- **The input**
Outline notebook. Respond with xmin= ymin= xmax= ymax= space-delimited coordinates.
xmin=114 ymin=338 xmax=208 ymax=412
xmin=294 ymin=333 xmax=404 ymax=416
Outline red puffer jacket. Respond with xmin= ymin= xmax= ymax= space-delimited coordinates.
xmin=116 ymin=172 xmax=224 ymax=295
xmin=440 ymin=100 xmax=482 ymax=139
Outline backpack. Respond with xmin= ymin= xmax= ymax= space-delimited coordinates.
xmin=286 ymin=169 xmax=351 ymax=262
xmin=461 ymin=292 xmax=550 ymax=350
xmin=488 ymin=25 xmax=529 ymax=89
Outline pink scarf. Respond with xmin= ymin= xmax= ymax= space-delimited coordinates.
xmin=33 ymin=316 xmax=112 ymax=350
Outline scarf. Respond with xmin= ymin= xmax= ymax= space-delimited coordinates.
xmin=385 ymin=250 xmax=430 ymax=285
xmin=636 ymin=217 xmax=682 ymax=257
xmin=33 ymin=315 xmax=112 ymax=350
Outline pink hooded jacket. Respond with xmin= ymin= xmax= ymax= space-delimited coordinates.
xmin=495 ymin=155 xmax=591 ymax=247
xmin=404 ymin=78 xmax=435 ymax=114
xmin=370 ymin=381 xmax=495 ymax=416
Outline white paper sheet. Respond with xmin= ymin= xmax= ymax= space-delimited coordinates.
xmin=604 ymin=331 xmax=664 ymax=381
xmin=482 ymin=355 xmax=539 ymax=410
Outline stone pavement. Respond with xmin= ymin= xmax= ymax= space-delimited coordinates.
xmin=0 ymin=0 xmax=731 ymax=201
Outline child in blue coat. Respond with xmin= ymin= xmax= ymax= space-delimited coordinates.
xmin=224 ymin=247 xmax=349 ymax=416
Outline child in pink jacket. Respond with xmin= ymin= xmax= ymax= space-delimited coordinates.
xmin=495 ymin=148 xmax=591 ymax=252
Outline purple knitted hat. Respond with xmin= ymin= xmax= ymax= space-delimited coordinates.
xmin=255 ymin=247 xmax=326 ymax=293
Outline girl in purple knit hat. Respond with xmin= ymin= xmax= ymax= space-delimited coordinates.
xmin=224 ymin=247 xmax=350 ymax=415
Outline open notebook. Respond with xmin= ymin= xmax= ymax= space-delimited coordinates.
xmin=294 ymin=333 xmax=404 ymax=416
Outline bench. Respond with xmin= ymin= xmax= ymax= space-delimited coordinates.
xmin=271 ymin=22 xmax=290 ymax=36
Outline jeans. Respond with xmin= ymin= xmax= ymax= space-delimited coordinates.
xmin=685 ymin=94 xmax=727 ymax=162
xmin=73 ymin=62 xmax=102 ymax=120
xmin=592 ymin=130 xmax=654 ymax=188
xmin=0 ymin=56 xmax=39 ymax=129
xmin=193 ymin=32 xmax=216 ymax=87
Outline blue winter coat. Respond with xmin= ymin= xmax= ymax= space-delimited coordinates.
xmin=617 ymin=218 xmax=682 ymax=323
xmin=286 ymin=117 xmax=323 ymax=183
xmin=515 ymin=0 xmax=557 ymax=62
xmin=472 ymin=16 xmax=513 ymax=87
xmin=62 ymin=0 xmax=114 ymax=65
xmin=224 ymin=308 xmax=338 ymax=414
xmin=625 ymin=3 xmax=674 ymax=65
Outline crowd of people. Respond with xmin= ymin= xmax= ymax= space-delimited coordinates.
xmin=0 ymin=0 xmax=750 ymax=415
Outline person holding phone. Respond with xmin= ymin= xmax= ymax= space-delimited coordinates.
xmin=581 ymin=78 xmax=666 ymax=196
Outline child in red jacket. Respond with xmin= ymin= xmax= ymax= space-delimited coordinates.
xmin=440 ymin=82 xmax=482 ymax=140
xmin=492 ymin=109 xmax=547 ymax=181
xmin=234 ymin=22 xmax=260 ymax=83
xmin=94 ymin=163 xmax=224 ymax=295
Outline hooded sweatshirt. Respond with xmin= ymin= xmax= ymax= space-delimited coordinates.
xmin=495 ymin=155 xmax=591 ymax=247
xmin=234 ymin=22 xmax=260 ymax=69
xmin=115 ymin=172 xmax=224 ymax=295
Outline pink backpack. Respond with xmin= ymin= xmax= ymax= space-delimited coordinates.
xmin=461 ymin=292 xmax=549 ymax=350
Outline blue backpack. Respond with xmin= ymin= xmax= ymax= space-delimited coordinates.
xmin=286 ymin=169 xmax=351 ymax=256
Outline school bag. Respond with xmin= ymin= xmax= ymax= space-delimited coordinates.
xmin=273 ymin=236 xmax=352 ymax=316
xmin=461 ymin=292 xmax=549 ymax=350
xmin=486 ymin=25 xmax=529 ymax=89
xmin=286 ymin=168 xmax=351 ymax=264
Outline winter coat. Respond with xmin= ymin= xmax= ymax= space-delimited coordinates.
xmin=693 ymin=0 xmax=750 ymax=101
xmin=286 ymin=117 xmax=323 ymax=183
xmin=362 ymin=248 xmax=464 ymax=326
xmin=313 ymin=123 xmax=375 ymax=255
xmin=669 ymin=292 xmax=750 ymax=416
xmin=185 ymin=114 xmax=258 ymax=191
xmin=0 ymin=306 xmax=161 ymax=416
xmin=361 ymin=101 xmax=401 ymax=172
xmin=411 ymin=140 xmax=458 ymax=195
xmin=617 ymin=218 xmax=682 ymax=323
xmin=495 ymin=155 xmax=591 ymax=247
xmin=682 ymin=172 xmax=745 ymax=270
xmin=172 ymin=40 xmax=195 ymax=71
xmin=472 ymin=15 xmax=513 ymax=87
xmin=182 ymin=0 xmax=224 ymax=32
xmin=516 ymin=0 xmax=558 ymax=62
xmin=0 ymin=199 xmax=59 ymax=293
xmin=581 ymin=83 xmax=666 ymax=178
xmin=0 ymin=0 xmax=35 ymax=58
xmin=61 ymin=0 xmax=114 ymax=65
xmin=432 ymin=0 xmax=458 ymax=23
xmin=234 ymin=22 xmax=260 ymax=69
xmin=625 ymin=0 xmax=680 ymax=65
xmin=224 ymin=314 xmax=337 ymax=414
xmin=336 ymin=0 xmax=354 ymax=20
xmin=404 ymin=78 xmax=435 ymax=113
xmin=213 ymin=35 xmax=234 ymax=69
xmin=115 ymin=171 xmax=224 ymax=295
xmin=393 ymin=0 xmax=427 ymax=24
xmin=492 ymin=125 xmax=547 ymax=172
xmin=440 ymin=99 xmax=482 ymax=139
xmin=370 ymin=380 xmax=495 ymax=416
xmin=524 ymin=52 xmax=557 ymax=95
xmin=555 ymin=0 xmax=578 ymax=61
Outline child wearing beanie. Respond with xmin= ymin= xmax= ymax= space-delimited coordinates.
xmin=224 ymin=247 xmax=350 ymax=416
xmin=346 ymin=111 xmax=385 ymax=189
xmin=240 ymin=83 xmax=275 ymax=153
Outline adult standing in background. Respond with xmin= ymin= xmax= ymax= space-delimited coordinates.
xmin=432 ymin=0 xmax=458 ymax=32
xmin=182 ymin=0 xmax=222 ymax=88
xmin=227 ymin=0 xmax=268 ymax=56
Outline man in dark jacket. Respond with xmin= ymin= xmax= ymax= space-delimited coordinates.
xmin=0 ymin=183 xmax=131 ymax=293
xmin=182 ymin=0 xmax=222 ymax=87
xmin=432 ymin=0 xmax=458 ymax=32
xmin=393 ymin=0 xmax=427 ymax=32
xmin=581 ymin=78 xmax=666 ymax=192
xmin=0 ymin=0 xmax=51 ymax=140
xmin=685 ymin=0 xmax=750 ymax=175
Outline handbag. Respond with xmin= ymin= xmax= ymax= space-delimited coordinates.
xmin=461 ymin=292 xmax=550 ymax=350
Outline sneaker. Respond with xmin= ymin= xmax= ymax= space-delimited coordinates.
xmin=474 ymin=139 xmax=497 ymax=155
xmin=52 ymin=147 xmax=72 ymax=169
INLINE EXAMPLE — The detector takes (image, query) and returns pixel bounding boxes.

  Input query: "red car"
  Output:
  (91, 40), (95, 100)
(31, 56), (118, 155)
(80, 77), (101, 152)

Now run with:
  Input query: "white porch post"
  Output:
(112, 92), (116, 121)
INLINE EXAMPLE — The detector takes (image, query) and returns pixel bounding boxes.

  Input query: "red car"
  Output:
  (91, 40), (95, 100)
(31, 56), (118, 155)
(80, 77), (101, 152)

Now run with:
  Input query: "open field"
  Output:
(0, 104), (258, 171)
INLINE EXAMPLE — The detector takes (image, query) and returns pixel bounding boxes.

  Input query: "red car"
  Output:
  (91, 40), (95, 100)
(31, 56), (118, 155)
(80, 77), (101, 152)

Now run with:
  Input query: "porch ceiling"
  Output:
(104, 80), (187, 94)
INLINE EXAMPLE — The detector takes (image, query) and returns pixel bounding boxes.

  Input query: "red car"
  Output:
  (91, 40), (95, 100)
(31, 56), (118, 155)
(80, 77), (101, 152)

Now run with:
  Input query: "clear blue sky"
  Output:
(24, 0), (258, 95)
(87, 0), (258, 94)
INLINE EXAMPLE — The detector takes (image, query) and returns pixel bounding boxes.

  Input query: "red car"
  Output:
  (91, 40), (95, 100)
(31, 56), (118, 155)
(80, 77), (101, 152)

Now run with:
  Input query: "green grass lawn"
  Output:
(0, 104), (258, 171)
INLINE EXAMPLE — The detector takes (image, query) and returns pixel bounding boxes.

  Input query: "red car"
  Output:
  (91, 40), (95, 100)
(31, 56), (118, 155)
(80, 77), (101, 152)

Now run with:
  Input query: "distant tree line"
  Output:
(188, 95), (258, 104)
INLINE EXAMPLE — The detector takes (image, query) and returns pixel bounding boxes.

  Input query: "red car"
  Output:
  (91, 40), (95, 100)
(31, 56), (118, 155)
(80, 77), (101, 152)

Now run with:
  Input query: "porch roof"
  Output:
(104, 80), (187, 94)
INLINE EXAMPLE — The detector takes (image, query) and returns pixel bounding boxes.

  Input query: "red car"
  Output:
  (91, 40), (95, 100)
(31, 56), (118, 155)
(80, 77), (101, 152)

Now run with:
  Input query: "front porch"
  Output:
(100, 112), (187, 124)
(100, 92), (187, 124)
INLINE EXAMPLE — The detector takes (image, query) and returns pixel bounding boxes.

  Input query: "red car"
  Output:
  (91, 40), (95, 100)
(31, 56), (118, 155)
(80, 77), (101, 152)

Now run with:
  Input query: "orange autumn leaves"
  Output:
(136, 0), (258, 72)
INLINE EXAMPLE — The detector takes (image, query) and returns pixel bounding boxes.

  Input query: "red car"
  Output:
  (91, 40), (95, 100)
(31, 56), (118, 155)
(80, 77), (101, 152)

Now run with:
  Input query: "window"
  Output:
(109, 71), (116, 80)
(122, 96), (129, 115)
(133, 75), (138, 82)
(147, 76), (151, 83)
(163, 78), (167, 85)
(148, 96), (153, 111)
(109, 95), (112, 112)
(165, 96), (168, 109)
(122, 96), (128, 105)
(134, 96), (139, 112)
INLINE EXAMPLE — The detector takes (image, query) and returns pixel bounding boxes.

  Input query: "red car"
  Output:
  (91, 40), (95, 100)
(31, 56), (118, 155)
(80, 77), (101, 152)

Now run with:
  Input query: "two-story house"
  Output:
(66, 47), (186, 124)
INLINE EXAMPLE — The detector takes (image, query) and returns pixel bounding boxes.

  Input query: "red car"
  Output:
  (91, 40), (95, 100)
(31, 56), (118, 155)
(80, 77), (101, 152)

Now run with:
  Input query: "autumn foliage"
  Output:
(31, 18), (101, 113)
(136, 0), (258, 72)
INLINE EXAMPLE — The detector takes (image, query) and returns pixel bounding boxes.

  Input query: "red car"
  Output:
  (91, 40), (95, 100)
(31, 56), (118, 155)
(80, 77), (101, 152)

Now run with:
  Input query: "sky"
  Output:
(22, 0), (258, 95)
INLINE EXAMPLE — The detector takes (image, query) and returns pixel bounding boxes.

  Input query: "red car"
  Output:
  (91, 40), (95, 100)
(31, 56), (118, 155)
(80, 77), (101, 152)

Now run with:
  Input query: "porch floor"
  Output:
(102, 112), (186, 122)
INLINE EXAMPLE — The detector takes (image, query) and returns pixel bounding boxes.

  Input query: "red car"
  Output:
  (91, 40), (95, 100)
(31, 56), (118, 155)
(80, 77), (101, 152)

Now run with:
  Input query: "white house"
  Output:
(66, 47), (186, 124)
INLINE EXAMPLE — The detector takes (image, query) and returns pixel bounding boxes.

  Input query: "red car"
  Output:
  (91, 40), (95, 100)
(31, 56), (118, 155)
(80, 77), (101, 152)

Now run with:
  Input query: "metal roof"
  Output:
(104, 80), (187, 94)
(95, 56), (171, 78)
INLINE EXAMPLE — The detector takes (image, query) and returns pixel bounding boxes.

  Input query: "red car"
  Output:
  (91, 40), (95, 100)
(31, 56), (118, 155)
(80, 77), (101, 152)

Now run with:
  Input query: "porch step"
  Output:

- **Stated exercise**
Please print the stretch of items from the start through the line containing "xmin=0 ymin=0 xmax=731 ymax=201", both ends included, exactly as they appear.

- **Written answer**
Outline notebook. Respond with xmin= ymin= xmax= ymax= space-delimited coordinates.
xmin=114 ymin=338 xmax=208 ymax=412
xmin=294 ymin=333 xmax=404 ymax=416
Outline red puffer jacket. Respond with xmin= ymin= xmax= ymax= space-delimited coordinates.
xmin=116 ymin=172 xmax=224 ymax=295
xmin=440 ymin=100 xmax=482 ymax=139
Outline backpack. Respond with xmin= ymin= xmax= ymax= space-delimited coordinates.
xmin=286 ymin=169 xmax=351 ymax=262
xmin=461 ymin=292 xmax=550 ymax=350
xmin=488 ymin=25 xmax=529 ymax=89
Outline pink scarf. Respond with xmin= ymin= xmax= ymax= space-delimited coordinates.
xmin=33 ymin=316 xmax=112 ymax=350
Outline scarf. Respond with xmin= ymin= xmax= ymax= space-delimited coordinates.
xmin=385 ymin=250 xmax=430 ymax=285
xmin=636 ymin=217 xmax=682 ymax=257
xmin=33 ymin=315 xmax=112 ymax=350
Outline pink hooded jacket. Respond with xmin= ymin= xmax= ymax= space-delimited coordinates.
xmin=495 ymin=155 xmax=591 ymax=247
xmin=404 ymin=78 xmax=435 ymax=114
xmin=370 ymin=381 xmax=495 ymax=416
Outline white paper sheet. Respond with xmin= ymin= xmax= ymax= space-delimited coordinates.
xmin=604 ymin=331 xmax=664 ymax=381
xmin=482 ymin=355 xmax=539 ymax=410
Outline stone pavement. Respond with xmin= ymin= xmax= ymax= space-delimited coordinates.
xmin=0 ymin=0 xmax=731 ymax=201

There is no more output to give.